> **TASK DETAILS**
Go through the listing beneath this task and return every line that carries the string "shopper".

────────────────────

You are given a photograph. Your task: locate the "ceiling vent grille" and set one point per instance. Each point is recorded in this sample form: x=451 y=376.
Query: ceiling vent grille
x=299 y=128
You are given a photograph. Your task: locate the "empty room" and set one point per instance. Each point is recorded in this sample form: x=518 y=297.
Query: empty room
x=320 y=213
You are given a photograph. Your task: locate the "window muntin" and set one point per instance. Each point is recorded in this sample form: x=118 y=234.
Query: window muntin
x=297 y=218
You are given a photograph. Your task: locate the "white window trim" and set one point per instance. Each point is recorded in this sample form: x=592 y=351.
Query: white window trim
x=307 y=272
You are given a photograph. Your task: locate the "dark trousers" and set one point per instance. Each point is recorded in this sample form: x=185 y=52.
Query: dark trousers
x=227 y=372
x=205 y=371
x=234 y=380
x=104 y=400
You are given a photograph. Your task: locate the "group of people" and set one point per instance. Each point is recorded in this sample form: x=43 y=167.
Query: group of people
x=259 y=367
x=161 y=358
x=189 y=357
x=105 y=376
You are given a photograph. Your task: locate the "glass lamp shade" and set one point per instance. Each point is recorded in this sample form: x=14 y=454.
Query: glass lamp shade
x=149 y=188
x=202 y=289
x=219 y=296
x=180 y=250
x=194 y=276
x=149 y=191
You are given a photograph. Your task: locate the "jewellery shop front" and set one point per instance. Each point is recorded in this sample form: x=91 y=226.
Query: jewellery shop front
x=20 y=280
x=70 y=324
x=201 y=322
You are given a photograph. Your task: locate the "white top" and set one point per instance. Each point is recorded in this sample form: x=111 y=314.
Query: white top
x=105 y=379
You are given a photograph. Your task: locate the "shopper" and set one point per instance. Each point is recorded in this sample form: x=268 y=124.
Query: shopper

────────────────────

> **ANSWER FOR THE TASK**
You are given a photograph. Your task: locate the "shopper" and set one point per instance. Each point is recorded in this sample form: x=268 y=124.
Query: shopper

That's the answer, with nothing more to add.